• [WORK INSTRUCTIONS]:
An identical copy of all the entries is the required result.

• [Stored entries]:
- - - -

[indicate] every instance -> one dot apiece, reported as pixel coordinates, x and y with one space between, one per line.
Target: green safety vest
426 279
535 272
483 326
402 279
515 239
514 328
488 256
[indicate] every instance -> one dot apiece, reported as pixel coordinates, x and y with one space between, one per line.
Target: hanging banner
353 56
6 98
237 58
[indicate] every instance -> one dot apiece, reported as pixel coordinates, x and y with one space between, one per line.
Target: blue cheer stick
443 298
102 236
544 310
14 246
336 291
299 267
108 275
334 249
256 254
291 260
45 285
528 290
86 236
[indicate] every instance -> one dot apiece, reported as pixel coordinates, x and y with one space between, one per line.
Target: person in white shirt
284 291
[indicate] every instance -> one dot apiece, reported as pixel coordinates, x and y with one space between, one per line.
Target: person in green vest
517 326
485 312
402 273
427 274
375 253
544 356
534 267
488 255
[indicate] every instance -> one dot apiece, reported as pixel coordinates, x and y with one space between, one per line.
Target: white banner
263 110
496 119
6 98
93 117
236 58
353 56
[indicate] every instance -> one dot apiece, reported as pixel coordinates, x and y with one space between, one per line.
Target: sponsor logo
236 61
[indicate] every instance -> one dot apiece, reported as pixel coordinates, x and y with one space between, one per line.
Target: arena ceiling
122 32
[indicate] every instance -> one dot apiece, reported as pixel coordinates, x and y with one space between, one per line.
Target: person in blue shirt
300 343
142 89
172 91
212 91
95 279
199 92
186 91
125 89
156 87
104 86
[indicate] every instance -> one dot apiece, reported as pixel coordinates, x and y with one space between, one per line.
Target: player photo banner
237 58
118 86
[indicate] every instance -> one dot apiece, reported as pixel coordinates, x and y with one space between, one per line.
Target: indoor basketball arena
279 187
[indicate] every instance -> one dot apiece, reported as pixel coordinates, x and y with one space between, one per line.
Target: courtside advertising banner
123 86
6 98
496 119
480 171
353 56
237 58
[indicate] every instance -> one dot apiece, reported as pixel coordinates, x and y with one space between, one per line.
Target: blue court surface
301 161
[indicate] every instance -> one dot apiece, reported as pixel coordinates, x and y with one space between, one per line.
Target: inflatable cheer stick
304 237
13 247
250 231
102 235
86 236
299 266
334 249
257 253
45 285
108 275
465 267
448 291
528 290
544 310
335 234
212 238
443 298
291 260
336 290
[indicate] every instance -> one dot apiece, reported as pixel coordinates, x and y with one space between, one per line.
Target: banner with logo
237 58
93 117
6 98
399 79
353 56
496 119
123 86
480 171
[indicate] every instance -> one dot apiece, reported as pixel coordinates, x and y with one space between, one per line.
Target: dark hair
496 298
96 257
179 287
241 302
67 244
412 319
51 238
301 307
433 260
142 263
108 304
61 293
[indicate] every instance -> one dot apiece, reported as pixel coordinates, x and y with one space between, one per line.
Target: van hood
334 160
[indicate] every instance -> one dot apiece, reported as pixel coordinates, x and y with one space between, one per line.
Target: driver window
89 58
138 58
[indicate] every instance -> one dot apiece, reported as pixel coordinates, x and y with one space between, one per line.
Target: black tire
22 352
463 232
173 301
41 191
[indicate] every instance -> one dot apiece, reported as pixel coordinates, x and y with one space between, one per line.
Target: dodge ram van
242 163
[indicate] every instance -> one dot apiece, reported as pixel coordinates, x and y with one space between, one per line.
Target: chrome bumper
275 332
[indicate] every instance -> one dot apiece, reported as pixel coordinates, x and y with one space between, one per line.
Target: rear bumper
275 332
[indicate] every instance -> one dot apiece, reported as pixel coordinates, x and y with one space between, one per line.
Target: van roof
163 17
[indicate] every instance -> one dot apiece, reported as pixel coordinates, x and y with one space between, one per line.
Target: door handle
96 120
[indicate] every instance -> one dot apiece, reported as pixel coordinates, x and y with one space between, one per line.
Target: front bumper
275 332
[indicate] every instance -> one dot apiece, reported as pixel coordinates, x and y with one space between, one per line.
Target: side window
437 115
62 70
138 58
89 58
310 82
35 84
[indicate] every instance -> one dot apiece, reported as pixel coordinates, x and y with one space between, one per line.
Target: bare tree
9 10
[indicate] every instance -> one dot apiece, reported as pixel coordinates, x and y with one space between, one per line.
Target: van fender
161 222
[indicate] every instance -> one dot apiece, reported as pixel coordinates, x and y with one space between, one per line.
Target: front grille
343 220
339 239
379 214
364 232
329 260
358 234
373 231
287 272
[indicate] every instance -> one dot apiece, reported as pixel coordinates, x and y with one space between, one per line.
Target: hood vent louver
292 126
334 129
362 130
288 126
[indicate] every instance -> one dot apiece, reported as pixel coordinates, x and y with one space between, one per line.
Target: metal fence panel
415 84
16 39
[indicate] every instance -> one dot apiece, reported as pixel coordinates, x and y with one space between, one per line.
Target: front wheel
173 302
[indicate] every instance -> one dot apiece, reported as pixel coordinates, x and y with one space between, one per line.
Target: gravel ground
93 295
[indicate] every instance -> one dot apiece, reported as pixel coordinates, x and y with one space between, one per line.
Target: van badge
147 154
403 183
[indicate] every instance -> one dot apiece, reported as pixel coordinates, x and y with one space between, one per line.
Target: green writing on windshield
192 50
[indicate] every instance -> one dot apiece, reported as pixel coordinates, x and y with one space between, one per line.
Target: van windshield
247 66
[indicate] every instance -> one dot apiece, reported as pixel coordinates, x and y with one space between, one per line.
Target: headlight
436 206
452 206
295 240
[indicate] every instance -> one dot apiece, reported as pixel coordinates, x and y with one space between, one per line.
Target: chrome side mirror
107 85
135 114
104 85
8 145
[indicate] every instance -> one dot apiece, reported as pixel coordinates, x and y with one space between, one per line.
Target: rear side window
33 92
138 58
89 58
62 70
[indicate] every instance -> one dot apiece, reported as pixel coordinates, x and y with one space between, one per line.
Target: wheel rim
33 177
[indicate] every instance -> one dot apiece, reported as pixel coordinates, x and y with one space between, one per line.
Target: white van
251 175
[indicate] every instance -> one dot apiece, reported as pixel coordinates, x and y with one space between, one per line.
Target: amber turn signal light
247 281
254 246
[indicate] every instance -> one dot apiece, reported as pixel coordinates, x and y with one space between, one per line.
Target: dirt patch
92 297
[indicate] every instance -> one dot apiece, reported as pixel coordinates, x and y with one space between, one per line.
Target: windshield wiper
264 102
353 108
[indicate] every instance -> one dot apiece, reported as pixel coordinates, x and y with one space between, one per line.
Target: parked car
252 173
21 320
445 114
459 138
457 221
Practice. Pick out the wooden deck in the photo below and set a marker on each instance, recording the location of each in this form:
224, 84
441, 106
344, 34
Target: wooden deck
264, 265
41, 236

- - - -

• [ANSWER TO THIS PROBLEM]:
[indicate] every instance -> one dot apiece, reported as pixel coordinates, x and y with one space between, one per line.
Target: green safety vest
426 279
535 272
483 326
402 279
515 239
514 328
488 256
[indicate] every instance -> one dot apiece, reported as pixel coordinates, x and y with one space between, one per line.
Target: hanging banner
353 56
6 98
237 58
[indicate] every instance -> one dot apiece, reported as pixel coordinates, x and y with one space between, one per line.
Target: blue cheer stick
443 298
102 236
544 310
14 246
336 291
299 267
108 275
334 249
256 254
291 260
45 285
528 290
86 236
[indicate] every instance -> one dot apiece, reported as pixel coordinates, x and y with one space between, one per line.
Target: person in white shirt
284 291
[indicate] every instance -> one dot apiece, reported as pixel coordinates, x and y with one space between, one per line.
Target: person in green vest
517 326
485 312
402 273
427 274
375 253
544 356
534 267
488 255
[indicate] every instance -> one dot apiece, reported as pixel coordinates, x and y with one space between, one per line.
Target: white banner
263 110
496 119
6 98
93 117
236 58
353 56
[indicate] every instance -> one dot apiece, reported as pixel coordinates, x and y with one space between, one per line.
Target: sponsor logo
236 61
[indicate] every instance -> one dot apiece, reported as pixel coordinates, x and y with one space between, one per line.
Target: arena ceiling
122 32
[indicate] every instance -> one dot apiece, reported as pixel coordinates, x and y with one space between, one per line.
Target: person in blue shirt
300 343
142 89
172 91
212 91
95 279
199 92
186 91
125 89
156 87
104 86
[indicate] every instance -> one dot apiece, reported as pixel coordinates, x and y with one space between, one per line.
Target: player photo banner
237 58
118 86
[indicate] every instance -> one dot apiece, reported as pixel coordinates, x and y with one space between, one per line.
Target: indoor basketball arena
279 187
[indicate] every instance -> one dot apiece, reported as pixel coordinates, x and y with one space between, one per line.
Target: courtside advertising banner
123 86
6 98
496 119
480 171
353 56
237 58
[indicate] every instance -> one dot apiece, reported as pixel coordinates, x and y with one space between, one per line.
Target: blue court surface
301 161
[indicate] every instance -> one dot apiece, reported as pixel coordinates, x and y with one space between, one per line.
Target: inflatable cheer stick
304 237
13 247
250 231
102 235
86 236
299 266
334 249
257 253
45 285
108 275
465 267
448 291
528 290
544 310
335 234
212 238
443 298
291 260
336 290
[indicate] every instance -> one dot apiece, reported as pixel coordinates, x and y with one space between, one per line.
Target: banner with logo
237 58
93 117
6 98
399 79
353 56
496 119
123 86
480 171
[indicate] every instance -> one dot apiece, reported as pixel coordinates, x and y with one space between, one per line.
Target: dark hair
496 298
96 257
179 287
241 302
67 244
412 319
51 238
301 307
433 260
142 263
108 304
61 293
[indicate] every instance -> one dot apiece, reported as pixel coordinates, x and y with one space between, one per line.
Target: van hood
334 160
[indicate] every instance -> one dot apiece, reported as pixel coordinates, x and y with one space between, one per line.
Target: driver window
89 58
138 58
[indicate] every instance -> one dot apiece, reported as pixel coordinates, x and y with one space between, one per line.
Target: black tire
22 352
463 232
173 301
41 191
[indicate] every instance -> one dot apiece, reported as pixel coordinates, x and y with one space between, one per line.
Target: dodge ram van
242 163
[indicate] every instance -> one dot apiece, reported as pixel coordinates, x and y with one space between, one per line.
Target: chrome bumper
275 332
[indicate] every instance -> one dot apiece, reported as pixel coordinates, x and y with one space between, one per line.
Target: rear bumper
275 332
[indicate] every instance -> one dot apiece, reported as pixel coordinates, x and y with one space between, one per line.
Target: van roof
163 17
[indicate] every instance -> one dot apiece, reported as pixel coordinates, x and y with one space between, one per line.
Target: door handle
96 120
[indicate] every instance -> one dot apiece, reported as pixel coordinates, x and y with one space between, one per line.
Target: front bumper
275 332
[indicate] every instance -> one dot apiece, reported as pixel coordinates, x and y with one space between, one per line.
Target: side window
437 115
62 70
138 58
89 58
310 82
35 84
[indicate] every instance -> one dot apiece, reported as pixel coordinates, x and y with one space between, one per line.
Target: bare tree
9 10
[indicate] every instance -> one dot apiece, reported as pixel coordinates, x and y with one space between, one per line.
Target: van fender
161 222
[indicate] every instance -> one dot apiece, reported as pixel coordinates, x and y with one space between, one per line.
Target: front grille
343 220
339 239
379 214
364 232
329 260
358 234
373 231
287 272
[indicate] every instance -> one dot apiece, reported as pixel coordinates, x and y with one space between, one per line.
Target: hood vent louver
292 126
334 129
362 130
288 126
[indicate] every instance -> one dot apiece, reported as pixel coordinates, x and y with one space between, one per line.
Target: metal fence panel
415 84
16 39
[indicate] every instance -> one dot apiece, reported as pixel coordinates, x and y with one space between, one per line.
Target: front wheel
173 302
[indicate] every instance -> one dot apiece, reported as pixel coordinates, x and y with one space between, one per line.
Target: gravel ground
93 295
[indicate] every instance -> one dot apiece, reported as pixel coordinates, x and y with one space between, one per line.
Target: van badge
147 154
403 183
[indicate] every instance -> one dot apiece, reported as pixel coordinates, x and y with one space between, one per line.
Target: green writing on windshield
192 50
[indicate] every instance -> one dot apiece, reported as pixel coordinates, x and y with one space between, one per line.
Target: van windshield
247 66
[indicate] every instance -> one dot apiece, reported as pixel coordinates, x and y with one space between, one per line.
Target: headlight
436 206
452 206
295 240
[indicate] every instance -> one dot apiece, reported as pixel coordinates, x and y with one space between, one per line.
Target: chrome side mirror
107 85
135 114
104 85
8 145
[indicate] every instance -> one dot apiece, reported as pixel coordinates, x and y with one space between, one per line.
Target: rear side window
33 92
138 58
89 58
62 70
[indicate] every instance -> one dot apiece, reported as pixel coordinates, x and y with one space between, one per line.
Target: wheel rim
33 177
[indicate] every instance -> one dot apiece, reported as pixel coordinates, x and y with one space between, one per line.
Target: white van
251 175
[indicate] every instance -> one dot apiece, reported as pixel coordinates, x and y with one space between, one per line.
Target: amber turn signal light
247 281
254 246
[indicate] every instance -> one dot apiece, reported as pixel coordinates, x and y with one space between, one per line.
Target: dirt patch
92 297
[indicate] every instance -> one dot apiece, reported as pixel coordinates, x and y with one space between, one per line.
Target: windshield wiper
264 102
353 108
[indicate] every instance -> one dot apiece, reported as pixel coordinates, x and y with one space between, one per line.
Target: parked car
252 173
21 320
445 114
459 138
457 221
Practice. Pick out the wooden deck in the photo below and set a marker on each instance, recording the location of each in this form:
224, 84
441, 106
344, 34
Target: wooden deck
264, 265
41, 236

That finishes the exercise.